Selasa, 14 Agustus 2012

Kisah Sebutir Buah Apel

Dikisahkan, suatu hari Abu Shalih Zangi Dost duduk-duduk di tepi sungai. Sudah berhari-hari perutnya belum diisi. Dalam lamunannya, tiba-tiba matanya tertuju pada sebuah benda terapung yang terbawa arus. Benda itu ternyata sebuah apel. Tanpa pikir-pikir lagi dipungutnya buah apel itu lalu dia memakannya. Namun seketika itu juga dia menyesal karena makan buah tanpa seizin pemilik kebun. Ia pun pergi kearah hulu sungai, mencari pemilik kebun apel guna meminta halalnya. Setelah berjalan lebih dari 10 kilometer akhirnya dia sampai di kebun milik Abdullah ibn Shaumai. Dia lalu meminta maaf kepada pemilik kebun itu.

"Nak! Saya bersedia memaafkan Anda," kata Abdullah.


"Kalau begitu saya sangat berterima kasih, semoga Allah memberi pahala yang berlipat atas kedermawanan hati Bapak," balas Abu Shalih dengan senang.

"Tapi, tunggu dulu anak muda, saya belum selesai bicara," cegat Abdullah. 

"Ada persyaratan tertentu, barangkali," jawab Abu Shalih berdiplomatis.

"Persis. Saya mau memaafkanmu jika kamu bersedia menikah dengan putri saya yang buta, bisu, dan lumpuh," jelas Abdullah.

Syarat yang cukup berat, tetapi apa boleh buat. Demi mendapatkan kehalalan sebuah apel, Abu Shalih menerima syarat itu. Dan alangkah kagetnya dia ketika masuk ke kamar pengantin, ia melihat sesosok gadis cantik, yang suaranya mendayu bagai hembusan angin sepoi-sepoi, dan tidak cacat. Ia langsung berpaling mengira salah kamar.

BAHAN YANG DISEDIAKAN
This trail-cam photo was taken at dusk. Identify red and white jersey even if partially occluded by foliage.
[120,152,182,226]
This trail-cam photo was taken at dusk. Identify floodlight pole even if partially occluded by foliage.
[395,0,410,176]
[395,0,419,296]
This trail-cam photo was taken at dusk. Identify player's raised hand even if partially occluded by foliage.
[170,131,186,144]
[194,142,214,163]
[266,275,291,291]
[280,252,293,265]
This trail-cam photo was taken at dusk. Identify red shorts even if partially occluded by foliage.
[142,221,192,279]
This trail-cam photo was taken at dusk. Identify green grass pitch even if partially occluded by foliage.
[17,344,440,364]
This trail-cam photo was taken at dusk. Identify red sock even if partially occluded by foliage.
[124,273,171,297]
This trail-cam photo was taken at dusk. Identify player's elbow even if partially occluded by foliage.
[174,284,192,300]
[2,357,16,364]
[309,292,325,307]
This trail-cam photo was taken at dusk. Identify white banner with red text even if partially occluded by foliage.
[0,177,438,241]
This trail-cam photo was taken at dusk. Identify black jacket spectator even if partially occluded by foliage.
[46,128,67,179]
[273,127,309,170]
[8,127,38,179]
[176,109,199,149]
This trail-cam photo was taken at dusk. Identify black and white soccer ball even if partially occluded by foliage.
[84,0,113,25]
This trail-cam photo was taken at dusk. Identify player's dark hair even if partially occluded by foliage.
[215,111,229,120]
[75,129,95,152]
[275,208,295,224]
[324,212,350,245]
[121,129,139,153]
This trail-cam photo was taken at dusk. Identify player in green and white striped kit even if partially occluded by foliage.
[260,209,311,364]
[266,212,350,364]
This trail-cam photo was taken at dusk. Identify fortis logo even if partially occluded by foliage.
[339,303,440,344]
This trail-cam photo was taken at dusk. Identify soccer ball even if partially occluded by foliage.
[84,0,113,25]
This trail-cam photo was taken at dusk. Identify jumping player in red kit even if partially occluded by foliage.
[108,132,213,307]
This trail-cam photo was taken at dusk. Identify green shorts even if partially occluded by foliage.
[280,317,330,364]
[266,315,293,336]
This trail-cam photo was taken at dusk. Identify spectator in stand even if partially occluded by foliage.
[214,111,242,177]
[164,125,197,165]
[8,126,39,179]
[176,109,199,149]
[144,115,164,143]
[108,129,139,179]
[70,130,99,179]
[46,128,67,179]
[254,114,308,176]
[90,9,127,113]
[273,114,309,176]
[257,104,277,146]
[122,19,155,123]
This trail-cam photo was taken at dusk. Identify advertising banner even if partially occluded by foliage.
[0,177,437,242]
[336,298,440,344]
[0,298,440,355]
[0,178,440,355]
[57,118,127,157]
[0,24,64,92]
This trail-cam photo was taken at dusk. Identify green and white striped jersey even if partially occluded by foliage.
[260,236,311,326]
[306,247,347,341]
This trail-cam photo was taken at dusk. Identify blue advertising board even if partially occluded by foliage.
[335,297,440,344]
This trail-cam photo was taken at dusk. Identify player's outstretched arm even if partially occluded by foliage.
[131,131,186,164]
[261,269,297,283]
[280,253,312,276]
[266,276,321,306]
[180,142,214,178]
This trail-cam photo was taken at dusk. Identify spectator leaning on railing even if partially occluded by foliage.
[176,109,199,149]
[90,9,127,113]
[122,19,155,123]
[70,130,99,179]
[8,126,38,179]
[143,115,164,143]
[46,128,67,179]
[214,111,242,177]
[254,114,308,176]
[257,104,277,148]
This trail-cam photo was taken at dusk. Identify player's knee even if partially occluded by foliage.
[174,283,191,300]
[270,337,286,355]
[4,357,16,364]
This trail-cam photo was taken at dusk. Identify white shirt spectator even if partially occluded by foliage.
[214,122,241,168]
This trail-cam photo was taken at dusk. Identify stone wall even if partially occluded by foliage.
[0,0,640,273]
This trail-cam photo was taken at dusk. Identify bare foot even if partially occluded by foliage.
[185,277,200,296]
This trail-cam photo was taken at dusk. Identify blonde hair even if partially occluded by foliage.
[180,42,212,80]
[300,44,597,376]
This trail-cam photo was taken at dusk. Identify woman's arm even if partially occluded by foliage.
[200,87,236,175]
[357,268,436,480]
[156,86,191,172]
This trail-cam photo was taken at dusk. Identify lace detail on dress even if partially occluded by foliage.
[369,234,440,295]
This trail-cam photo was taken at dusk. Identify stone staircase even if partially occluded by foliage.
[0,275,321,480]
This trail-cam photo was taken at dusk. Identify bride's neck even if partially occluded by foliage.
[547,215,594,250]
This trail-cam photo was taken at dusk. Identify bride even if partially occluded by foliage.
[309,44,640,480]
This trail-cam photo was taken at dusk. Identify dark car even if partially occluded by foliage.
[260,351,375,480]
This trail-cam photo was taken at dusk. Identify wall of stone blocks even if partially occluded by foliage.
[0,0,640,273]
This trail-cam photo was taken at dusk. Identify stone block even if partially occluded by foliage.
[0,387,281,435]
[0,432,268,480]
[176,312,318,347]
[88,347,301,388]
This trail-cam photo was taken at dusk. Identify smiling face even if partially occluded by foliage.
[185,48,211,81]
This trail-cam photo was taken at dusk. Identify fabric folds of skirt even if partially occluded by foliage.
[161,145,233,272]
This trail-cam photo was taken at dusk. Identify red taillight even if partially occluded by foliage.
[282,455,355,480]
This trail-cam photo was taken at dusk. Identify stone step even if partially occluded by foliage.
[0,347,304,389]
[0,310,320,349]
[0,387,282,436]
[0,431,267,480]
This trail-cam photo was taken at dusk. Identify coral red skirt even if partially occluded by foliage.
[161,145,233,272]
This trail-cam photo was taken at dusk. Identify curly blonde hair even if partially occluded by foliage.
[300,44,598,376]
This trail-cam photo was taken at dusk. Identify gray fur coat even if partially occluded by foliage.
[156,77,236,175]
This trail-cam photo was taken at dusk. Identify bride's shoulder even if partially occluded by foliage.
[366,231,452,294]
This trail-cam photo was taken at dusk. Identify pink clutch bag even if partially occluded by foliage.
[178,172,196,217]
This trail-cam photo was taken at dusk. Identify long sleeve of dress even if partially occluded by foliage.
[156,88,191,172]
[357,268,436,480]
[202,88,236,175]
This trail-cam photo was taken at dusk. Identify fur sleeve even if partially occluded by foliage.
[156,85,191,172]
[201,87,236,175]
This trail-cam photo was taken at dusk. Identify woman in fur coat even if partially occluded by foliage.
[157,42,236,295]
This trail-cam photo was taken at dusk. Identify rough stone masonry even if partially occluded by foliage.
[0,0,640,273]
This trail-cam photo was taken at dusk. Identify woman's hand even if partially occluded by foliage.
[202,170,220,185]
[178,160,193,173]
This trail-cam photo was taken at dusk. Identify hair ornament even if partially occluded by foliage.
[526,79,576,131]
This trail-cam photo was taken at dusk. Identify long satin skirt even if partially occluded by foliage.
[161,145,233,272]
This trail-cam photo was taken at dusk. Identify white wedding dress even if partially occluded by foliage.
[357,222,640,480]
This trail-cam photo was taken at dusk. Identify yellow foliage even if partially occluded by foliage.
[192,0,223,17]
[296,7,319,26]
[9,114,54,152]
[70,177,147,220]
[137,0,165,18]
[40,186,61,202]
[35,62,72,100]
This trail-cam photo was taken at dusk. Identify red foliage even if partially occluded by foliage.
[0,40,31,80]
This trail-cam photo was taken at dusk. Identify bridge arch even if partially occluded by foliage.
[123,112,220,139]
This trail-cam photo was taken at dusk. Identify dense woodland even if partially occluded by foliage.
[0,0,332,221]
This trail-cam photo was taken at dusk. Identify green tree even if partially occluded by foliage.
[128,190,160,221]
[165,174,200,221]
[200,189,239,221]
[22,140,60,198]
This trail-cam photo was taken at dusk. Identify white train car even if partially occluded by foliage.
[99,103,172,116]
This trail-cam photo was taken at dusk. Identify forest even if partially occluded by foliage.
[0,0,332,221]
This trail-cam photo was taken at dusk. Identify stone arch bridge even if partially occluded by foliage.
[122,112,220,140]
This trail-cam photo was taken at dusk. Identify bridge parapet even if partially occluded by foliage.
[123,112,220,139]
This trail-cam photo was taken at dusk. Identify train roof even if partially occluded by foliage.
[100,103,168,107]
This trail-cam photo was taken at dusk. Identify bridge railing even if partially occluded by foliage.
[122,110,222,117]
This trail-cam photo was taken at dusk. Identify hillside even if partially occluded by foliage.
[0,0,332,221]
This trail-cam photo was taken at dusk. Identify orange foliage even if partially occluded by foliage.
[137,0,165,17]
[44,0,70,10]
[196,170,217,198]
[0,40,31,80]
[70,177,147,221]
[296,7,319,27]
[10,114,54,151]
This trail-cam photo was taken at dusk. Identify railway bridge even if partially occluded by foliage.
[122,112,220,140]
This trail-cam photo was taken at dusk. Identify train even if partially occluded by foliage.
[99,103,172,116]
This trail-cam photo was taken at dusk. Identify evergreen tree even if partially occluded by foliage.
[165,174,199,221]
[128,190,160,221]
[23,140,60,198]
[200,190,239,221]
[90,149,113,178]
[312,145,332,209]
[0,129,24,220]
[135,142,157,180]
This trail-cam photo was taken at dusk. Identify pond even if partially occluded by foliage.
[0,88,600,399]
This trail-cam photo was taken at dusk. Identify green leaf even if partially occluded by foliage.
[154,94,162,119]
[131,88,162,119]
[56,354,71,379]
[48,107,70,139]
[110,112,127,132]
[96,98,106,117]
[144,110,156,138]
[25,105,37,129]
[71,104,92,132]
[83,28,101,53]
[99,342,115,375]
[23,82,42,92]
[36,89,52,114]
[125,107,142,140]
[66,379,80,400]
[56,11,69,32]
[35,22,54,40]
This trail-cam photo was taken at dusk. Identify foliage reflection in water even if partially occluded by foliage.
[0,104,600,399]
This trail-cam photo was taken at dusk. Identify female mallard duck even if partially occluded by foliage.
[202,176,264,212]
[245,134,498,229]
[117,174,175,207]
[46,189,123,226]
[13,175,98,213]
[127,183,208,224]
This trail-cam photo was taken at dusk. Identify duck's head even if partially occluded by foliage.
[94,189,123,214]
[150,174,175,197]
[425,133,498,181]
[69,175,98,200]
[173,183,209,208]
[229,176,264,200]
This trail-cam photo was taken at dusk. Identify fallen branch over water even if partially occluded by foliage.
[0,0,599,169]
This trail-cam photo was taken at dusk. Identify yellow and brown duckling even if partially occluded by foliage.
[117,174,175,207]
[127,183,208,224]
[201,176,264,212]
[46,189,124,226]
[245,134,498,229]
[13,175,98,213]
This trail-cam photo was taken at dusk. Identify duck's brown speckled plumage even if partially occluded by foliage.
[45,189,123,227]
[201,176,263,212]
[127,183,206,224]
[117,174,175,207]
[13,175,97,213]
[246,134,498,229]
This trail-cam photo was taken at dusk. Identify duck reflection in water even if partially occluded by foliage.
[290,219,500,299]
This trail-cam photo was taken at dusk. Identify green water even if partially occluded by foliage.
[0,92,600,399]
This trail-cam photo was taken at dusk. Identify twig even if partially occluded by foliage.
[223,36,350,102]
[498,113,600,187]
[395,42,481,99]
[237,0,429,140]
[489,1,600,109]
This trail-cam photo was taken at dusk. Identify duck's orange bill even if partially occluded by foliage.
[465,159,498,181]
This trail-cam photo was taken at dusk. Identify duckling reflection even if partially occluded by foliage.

DAFTAR TUGAS
• 1. Dalam kisah sebutir buah apel, apa saja keadaan putri Abdullah menurut ucapannya sendiri ketika ia mengajukan syarat kepada Abu Shalih?
• 2. Teruskan kisah sebutir buah apel setelah kalimat terakhir yang tertulis.

JAWABAN TUGAS
• 1. Buta, bisu, dan lumpuh.

• 2.
"Ada apa gerangan?" tanya Abdullah.

"Dia bukan isteri saya. Isteri saya buta, bisu, dan lumpuh," jawab Abu Shalih dengan jujur.

Mertuanya tersenyum. "Ia benar Fathimah, putriku, yang telah kukawinkan denganmu. Adapaun gambaran yang kuberikan itu hanyalah kiasan belaka. Putriku 'buta' karena ia tidak pernah melihat hal-hal yang tidak menyenangkan. Ia 'bisu' lantaran tidak pernah mengucapkan kata-kata yang kotor. Dan ia 'lumpuh' karena tidak pernah keluar rumah."

Demikianlah dengan senang hati Abu Shalih menerima Fathimah yang cantik dan menjaga kehormatan diri, sebagai isterinya. Dari pasangan ini, lahirlah seorang anak laki-laki pada 1 Ramadhan 471 H, yang diberi nama Syeikh Abdul Qadir Al-Jailani.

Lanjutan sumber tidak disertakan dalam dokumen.